Activity
In the blog post below marking a year since Jay's death, copy word for word the passage starting at "I've spent this" and ending at "at the time.".

----- Text shown -----

Sunday, May 31, 2015

A year on

Tomorrow will mark a year since Jay died. That makes today the last day of my "official" year of mourning.

Of course, I know that doesn't mean that I'm done with grief. This month has shown me just how much grief work I have left to do. May has been a tough month, with my subconscious dragging me back through all the time in Maryland last year for the clinical trial and our time here in Portland after we came back from the trial. My dreams have been dark and weird, and I haven't had a good night's sleep in at least a month.

So a tough month to bookend a tough year, grief-wise.

I've spent this week reading my posts on his blog, finally having the time and emotional energy to read all the wonderful comments people left at the time.

I don't know where I go from here, except that every day I'm living my life and enjoying it. The act of moving out of Jay's house has freed something inside of me that was still locked down.

I will never stop missing Jay, and as I wander through his house packing my things, I constantly apologize to him for leaving him so completely.  I had a rare crying jag the other day when I discovered a necklace I'd forgotten I'd given him on my first visit to Portland, that he had tied to the side of his night table so it was near him always.

----- Dataset extract -----

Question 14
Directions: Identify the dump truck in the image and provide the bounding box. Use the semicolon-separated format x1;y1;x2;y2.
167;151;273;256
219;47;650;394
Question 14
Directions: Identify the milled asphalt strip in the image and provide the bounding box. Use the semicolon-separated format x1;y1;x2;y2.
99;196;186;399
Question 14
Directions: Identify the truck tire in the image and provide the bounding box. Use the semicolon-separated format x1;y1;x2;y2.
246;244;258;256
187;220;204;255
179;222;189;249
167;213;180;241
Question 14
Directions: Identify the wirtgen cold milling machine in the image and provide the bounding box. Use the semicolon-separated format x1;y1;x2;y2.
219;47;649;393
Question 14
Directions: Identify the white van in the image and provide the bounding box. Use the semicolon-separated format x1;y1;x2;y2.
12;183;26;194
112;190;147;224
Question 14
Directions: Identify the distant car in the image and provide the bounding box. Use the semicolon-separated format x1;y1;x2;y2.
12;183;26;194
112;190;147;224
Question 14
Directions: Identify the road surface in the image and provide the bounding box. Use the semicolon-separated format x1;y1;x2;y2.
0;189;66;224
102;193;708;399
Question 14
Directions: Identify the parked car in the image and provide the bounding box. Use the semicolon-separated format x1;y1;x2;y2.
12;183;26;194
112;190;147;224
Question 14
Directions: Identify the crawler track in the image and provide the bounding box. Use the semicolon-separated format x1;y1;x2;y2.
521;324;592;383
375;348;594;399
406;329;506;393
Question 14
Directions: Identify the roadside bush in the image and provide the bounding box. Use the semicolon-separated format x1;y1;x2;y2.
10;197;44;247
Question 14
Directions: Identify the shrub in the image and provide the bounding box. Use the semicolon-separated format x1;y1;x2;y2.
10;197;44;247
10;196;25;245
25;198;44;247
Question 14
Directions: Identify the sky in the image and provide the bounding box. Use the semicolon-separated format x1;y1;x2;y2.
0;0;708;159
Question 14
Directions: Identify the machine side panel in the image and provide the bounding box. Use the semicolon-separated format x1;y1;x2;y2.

-----

Exercise response
I've spent this week reading my posts on his blog, finally having the time and emotional energy to read all the wonderful comments people left at the time.